What you need to do:
Copy the listing below in full and skip every picture.

[Entries from a point annotation set]

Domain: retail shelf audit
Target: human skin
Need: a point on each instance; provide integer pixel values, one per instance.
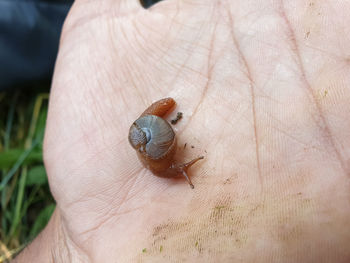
(264, 88)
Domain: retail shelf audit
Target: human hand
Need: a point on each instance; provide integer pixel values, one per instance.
(264, 87)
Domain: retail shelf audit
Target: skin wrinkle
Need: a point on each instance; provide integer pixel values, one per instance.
(251, 84)
(323, 126)
(209, 74)
(110, 213)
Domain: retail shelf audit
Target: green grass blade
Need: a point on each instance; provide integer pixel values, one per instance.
(19, 162)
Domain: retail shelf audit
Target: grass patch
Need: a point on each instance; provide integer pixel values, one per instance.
(25, 198)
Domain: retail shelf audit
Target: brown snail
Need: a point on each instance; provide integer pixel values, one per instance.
(155, 142)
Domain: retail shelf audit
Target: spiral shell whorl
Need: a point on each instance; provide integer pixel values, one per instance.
(152, 136)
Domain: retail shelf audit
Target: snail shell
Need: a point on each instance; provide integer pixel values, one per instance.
(151, 135)
(155, 143)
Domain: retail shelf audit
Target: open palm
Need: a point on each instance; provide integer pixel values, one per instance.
(264, 88)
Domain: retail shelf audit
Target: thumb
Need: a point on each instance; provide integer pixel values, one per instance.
(88, 9)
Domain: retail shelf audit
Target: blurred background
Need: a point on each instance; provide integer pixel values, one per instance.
(29, 36)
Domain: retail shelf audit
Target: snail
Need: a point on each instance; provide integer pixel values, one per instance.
(155, 142)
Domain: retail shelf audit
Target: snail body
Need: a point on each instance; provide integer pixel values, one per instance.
(155, 142)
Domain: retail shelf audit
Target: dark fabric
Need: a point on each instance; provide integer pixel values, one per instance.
(29, 36)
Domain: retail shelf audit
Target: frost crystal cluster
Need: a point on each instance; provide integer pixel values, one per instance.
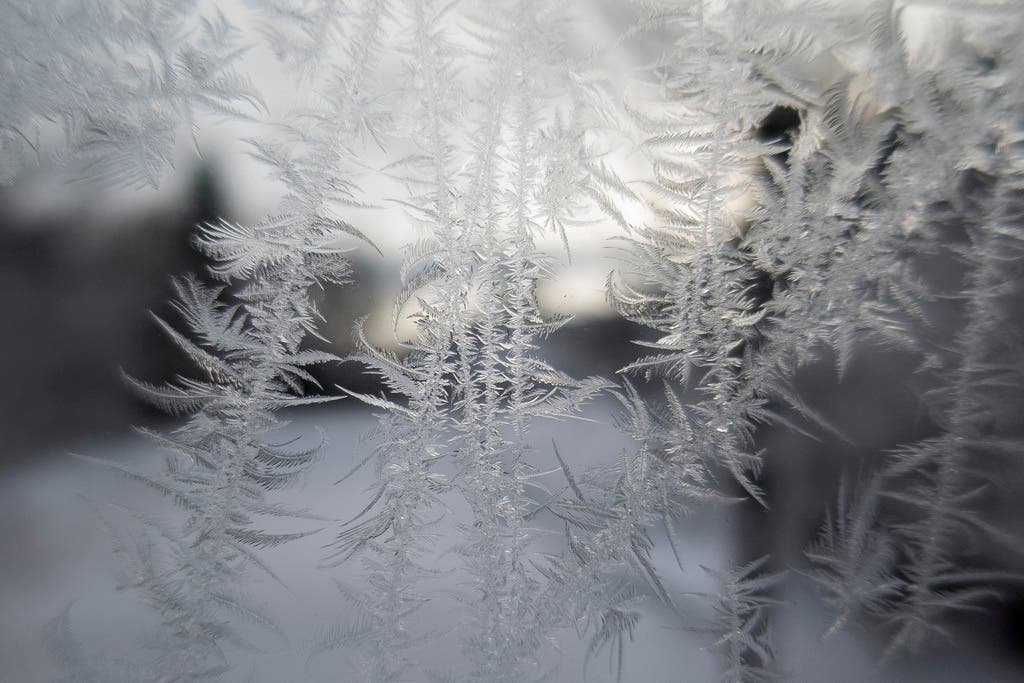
(796, 185)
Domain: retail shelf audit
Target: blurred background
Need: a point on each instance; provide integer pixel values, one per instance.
(82, 268)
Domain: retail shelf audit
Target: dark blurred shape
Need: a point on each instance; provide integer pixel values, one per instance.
(75, 292)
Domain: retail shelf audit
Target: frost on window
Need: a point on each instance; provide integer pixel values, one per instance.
(528, 340)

Problem solution:
Domain: retail shelf audit
Target: human skin
Need: a point on each instance; provide integer pixel values, one per instance.
(264, 88)
Domain: retail shelf audit
Target: human hand
Need: a point on each instance; provide integer pixel values, one per instance.
(264, 87)
Domain: retail shelf audit
Target: skin wrinkle
Need: a point on each instance; provide integer pixel values, one per instance.
(251, 84)
(323, 126)
(209, 74)
(110, 213)
Domain: retail shelf audit
Target: green grass blade
Need: a point on each instance; provide integer pixel values, one per instance.
(19, 162)
Domain: retail shelf audit
Target: grass patch
Need: a point on each instance; provide integer pixel values, one per instance.
(25, 198)
Domain: retail shelf audit
Target: brown snail
Need: a point on each instance; provide integer pixel values, one per instance.
(155, 142)
Domain: retail shelf audit
Target: spiral shell whorl
Need: a point on each instance; provide integer pixel values, one per instance.
(152, 136)
Domain: retail shelf audit
Target: snail shell
Need: a point on each instance; provide integer pixel values, one per instance.
(151, 135)
(155, 143)
Domain: retail shelf audit
Target: open palm
Need: a point on each instance; provide integer pixel values, one per instance.
(264, 88)
Domain: retail shelf audit
Target: thumb
Need: a point on each instance; provide integer pixel values, one per instance.
(88, 9)
Domain: retail shelf audit
Target: blurred background
Need: a point on each instance; provide integer pixel values, one per instance.
(29, 36)
Domain: retail shelf audit
Target: snail
Need: a point on each instance; provide integer pixel values, one per instance.
(155, 142)
Domain: retail shelf audit
Target: snail body
Need: a point on each instance; provide integer pixel values, one per instance.
(155, 142)
Domain: retail shelf audit
Target: dark fabric
Need: a point on each instance; provide integer pixel values, one per instance.
(29, 36)
Domain: retail shelf audit
Target: frost crystal cluster
Need: a point on each instance; provide integer pixel values, one per instance.
(796, 185)
Domain: retail shelf audit
Target: blurred background
Need: a point on each instance; provide integer pixel values, one per instance.
(82, 268)
Domain: retail shelf audit
Target: dark blurred shape
Need: a point on each instance; provide integer pixel values, one per instance.
(75, 292)
Domain: retail shelf audit
Target: frost on window
Need: a point on each instance; provide integer pixel values, one per instance.
(528, 340)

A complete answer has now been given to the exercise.